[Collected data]
===============
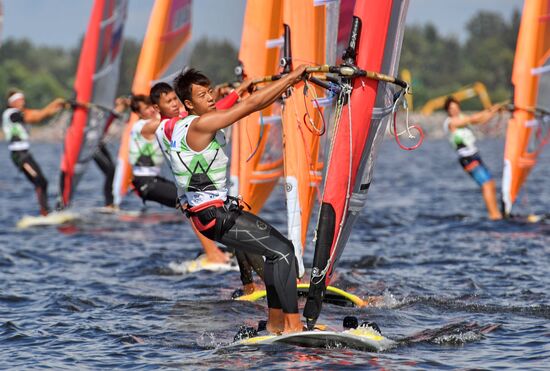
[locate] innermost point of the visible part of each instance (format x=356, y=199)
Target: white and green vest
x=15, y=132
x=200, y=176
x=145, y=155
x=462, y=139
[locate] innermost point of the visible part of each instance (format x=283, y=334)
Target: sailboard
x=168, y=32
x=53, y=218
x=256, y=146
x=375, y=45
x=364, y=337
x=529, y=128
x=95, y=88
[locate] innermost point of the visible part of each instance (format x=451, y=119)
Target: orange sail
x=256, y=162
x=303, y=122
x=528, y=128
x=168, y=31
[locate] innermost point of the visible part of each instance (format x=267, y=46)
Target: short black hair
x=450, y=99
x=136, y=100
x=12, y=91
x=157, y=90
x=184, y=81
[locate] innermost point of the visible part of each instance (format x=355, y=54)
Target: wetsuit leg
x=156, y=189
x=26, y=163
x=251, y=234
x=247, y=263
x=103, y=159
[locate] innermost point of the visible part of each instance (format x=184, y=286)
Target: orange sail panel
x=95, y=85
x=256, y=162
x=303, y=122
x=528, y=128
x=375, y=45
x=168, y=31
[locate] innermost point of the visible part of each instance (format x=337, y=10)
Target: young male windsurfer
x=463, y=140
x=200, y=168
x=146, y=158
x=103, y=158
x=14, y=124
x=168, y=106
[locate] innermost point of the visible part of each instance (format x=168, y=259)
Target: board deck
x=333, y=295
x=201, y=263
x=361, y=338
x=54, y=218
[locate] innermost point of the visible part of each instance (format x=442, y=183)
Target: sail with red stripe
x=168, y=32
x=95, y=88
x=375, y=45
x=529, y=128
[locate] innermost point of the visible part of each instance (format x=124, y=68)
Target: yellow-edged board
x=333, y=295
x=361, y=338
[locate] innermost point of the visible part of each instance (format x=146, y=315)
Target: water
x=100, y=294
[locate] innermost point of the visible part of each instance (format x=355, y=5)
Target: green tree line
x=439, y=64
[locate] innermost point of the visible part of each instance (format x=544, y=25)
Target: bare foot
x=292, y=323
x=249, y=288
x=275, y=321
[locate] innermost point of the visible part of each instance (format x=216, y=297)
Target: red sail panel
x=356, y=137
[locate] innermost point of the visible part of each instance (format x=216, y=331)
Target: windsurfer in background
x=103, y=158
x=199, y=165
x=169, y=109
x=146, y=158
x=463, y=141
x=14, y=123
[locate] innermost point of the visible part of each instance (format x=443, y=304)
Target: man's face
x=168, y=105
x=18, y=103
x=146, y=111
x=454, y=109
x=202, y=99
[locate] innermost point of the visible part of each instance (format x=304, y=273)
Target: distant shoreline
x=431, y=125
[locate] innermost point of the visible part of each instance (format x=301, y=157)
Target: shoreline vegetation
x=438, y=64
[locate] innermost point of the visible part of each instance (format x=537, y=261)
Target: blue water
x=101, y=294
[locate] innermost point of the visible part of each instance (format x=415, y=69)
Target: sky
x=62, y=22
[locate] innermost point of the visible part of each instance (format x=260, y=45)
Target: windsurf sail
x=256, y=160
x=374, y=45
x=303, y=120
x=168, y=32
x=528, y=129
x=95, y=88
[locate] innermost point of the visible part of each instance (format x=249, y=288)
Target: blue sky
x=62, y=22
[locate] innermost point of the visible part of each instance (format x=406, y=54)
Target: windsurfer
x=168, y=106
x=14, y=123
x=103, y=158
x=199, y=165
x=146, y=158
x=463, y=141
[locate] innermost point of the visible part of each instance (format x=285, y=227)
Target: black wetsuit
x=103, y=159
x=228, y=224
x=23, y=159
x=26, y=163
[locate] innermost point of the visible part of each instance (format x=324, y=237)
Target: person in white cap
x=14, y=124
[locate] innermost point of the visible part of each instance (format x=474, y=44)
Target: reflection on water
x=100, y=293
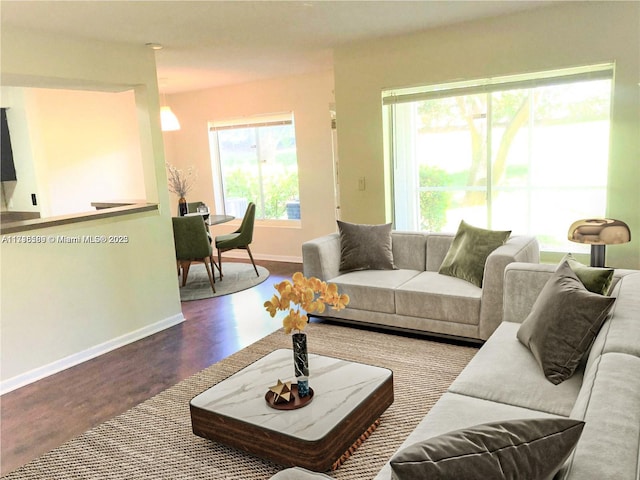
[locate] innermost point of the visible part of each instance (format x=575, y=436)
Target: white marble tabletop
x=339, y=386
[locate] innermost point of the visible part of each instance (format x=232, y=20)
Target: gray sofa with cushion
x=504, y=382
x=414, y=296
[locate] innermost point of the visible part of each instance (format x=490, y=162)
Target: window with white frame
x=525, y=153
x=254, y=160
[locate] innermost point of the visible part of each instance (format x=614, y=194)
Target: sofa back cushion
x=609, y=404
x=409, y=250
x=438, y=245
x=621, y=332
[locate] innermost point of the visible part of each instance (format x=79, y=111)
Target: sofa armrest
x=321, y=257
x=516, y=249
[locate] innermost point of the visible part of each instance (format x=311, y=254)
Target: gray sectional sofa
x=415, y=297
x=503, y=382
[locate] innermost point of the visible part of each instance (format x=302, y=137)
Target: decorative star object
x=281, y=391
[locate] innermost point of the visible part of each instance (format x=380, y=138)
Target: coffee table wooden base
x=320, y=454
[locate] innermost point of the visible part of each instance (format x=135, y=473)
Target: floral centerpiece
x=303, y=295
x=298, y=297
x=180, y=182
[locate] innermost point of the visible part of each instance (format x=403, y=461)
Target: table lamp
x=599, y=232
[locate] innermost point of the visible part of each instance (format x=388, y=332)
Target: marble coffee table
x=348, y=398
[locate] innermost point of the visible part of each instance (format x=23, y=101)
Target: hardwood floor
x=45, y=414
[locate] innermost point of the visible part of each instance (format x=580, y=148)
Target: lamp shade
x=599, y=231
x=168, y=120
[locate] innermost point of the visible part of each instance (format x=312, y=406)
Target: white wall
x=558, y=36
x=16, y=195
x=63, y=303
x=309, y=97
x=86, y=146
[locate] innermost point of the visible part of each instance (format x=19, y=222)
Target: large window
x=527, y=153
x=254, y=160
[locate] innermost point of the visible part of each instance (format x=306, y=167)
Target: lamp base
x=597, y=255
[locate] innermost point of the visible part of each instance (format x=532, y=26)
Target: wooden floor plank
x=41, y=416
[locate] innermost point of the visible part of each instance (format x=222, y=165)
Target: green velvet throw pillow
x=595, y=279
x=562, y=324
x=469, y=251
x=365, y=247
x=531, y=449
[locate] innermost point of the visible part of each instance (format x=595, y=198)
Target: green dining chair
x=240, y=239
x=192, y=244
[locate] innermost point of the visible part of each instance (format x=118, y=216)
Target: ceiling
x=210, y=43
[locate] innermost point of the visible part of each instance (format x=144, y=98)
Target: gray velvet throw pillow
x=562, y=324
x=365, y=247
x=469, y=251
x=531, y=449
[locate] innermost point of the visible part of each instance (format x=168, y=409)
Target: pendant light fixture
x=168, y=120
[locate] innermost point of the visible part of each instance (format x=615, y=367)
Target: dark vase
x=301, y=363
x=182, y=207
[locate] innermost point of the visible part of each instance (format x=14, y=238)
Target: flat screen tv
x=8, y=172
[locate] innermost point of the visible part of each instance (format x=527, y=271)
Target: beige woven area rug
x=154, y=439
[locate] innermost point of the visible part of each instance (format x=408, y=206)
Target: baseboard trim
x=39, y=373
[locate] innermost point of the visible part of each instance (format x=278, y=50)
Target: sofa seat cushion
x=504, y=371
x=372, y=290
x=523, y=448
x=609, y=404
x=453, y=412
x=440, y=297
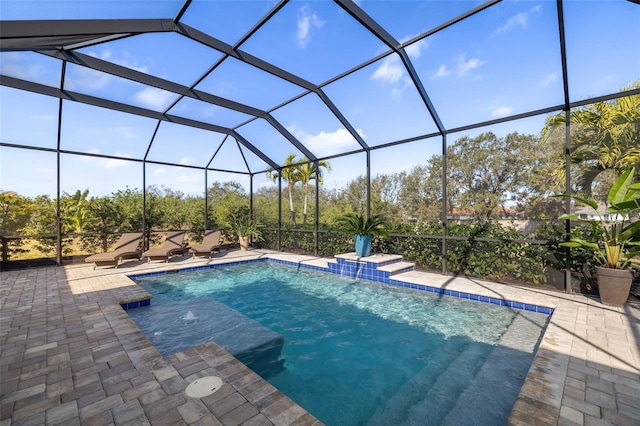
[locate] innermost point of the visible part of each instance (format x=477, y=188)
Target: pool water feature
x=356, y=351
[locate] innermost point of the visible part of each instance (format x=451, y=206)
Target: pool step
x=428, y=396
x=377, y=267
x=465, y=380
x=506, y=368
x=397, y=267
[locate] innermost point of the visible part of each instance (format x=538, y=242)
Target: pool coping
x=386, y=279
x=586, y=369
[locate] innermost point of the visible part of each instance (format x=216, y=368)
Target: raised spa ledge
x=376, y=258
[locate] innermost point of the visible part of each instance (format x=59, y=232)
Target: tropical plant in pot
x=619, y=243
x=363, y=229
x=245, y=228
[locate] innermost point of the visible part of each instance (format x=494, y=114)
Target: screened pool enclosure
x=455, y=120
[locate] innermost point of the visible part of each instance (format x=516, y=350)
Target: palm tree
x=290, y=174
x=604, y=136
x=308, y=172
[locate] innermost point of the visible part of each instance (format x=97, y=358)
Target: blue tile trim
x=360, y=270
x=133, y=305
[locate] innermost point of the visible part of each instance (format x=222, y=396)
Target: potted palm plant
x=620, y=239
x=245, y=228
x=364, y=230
===============
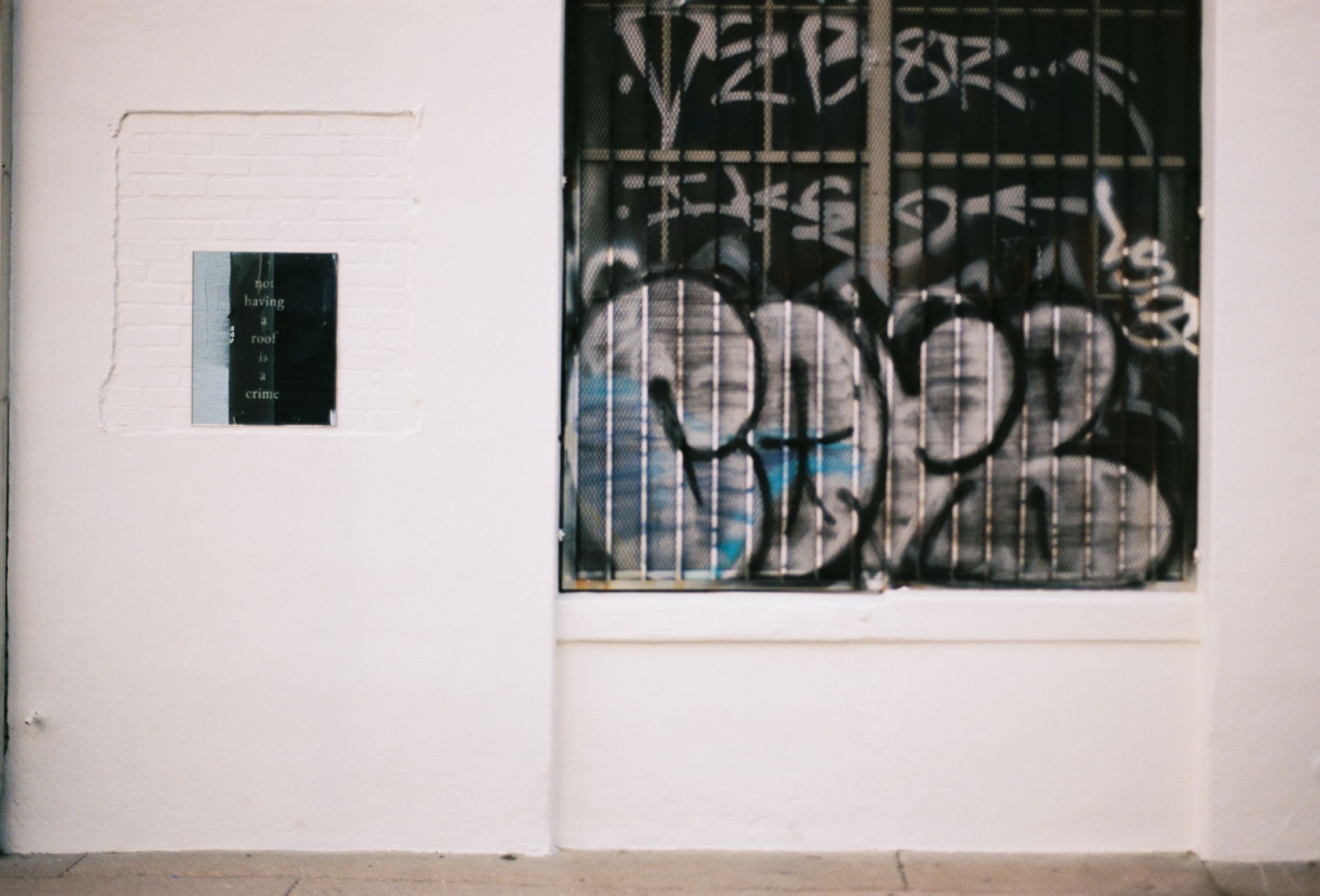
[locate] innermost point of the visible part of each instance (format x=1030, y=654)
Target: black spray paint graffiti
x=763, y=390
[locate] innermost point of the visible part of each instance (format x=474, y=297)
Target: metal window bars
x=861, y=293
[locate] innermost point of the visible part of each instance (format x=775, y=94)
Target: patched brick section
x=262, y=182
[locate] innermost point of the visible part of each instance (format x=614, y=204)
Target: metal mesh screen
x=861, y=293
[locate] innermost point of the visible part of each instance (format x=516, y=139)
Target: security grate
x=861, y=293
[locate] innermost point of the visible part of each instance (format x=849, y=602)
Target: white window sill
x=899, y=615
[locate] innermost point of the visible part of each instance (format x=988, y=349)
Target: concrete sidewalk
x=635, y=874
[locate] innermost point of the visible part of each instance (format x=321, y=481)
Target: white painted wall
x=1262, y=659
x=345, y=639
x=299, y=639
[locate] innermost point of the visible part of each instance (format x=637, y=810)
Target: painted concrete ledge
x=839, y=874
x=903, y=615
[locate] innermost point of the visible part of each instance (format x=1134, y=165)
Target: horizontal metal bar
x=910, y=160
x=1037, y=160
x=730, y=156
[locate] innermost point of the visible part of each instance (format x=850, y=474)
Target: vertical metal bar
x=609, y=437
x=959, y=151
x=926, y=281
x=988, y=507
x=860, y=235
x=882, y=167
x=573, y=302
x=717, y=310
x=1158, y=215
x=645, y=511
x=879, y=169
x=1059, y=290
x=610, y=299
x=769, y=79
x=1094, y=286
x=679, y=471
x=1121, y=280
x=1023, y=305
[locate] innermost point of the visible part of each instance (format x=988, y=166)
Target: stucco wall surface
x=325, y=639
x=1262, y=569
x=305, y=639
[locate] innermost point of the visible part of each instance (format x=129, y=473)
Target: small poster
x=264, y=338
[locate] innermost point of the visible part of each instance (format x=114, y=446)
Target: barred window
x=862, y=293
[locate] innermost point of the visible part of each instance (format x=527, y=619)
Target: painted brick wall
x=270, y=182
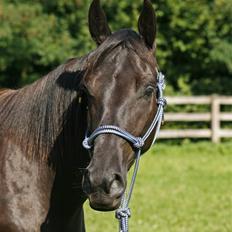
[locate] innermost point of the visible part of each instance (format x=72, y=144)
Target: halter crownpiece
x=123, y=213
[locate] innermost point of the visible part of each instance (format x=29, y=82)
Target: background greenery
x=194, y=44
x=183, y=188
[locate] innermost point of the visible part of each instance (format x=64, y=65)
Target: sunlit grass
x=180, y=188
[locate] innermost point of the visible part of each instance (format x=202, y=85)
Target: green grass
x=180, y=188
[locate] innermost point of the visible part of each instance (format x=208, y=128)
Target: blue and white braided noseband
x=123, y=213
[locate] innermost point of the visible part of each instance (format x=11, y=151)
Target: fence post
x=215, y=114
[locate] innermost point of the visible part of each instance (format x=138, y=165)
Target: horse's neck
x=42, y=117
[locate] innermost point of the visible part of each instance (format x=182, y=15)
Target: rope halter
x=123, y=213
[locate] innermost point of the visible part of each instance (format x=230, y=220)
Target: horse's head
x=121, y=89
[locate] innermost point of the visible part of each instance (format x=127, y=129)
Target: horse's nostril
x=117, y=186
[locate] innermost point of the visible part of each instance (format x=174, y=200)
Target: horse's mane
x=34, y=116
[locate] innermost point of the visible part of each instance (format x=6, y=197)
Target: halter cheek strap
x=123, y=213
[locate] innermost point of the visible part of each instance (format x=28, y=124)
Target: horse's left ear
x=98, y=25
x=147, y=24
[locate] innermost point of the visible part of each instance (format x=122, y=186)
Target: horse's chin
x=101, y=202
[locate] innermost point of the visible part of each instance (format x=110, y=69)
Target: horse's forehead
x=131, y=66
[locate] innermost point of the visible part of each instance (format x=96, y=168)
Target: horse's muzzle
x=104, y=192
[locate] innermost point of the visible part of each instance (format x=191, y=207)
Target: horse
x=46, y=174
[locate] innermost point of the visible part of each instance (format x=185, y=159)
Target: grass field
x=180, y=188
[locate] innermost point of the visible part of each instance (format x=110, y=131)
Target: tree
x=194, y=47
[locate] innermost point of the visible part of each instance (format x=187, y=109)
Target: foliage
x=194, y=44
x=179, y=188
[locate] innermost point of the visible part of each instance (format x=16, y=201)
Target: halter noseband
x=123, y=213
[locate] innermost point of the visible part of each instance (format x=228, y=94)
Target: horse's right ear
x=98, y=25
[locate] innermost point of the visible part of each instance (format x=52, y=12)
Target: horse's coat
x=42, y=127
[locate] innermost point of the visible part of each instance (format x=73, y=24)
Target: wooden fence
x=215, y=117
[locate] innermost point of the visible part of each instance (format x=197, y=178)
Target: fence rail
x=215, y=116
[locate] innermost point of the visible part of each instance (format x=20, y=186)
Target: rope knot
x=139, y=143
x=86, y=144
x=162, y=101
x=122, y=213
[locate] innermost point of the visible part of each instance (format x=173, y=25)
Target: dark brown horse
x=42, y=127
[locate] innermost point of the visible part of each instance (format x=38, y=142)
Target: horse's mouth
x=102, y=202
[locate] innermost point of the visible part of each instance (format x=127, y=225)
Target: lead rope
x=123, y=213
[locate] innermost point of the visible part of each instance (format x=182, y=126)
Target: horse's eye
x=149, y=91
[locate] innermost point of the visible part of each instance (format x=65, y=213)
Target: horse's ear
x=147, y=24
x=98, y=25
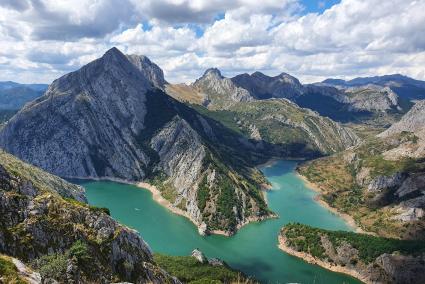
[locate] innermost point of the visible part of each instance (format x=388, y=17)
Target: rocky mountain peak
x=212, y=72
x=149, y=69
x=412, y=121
===============
Lay out the items starting at the line containing "(format x=1134, y=165)" and ending at the line containing "x=183, y=188" as a two-column CSV with the columns item_text and answer. Put one item per row, with each field quoted and line breaks replaced by spaces, and leave out the pictures.

item_text,answer
"[locate] innermost point of the visible part of each instance (format x=1134, y=165) Target: horizontal metal bar","x=910, y=160 x=1037, y=160 x=730, y=156"
"[locate] innermost point of the visible part of each instance (format x=850, y=474) Target: vertical metal bar","x=609, y=437 x=959, y=151 x=926, y=281 x=988, y=507 x=860, y=235 x=882, y=167 x=573, y=302 x=717, y=310 x=1158, y=215 x=645, y=511 x=879, y=169 x=1059, y=290 x=610, y=299 x=769, y=79 x=1094, y=286 x=679, y=471 x=1121, y=280 x=1023, y=305"
"[locate] innermost point of the visible part of each instance (format x=988, y=166) Target: stucco wall surface","x=325, y=639 x=1262, y=569 x=305, y=639"
"[locate] innermost point of the visible part of each instance (format x=129, y=473) Target: small poster","x=264, y=338"
"[locate] innermost point of the visible part of each instance (format x=114, y=446) Target: barred window","x=862, y=293"
"[locate] innermost point of the visible part of each instance (format x=527, y=619) Target: painted brick wall","x=270, y=182"
"[locate] innermost point of the visible part of each instance (format x=72, y=144) Target: halter crownpiece","x=123, y=213"
"[locate] innermost point of the visible part of each instance (format x=29, y=82) Target: background greenery","x=194, y=44 x=183, y=188"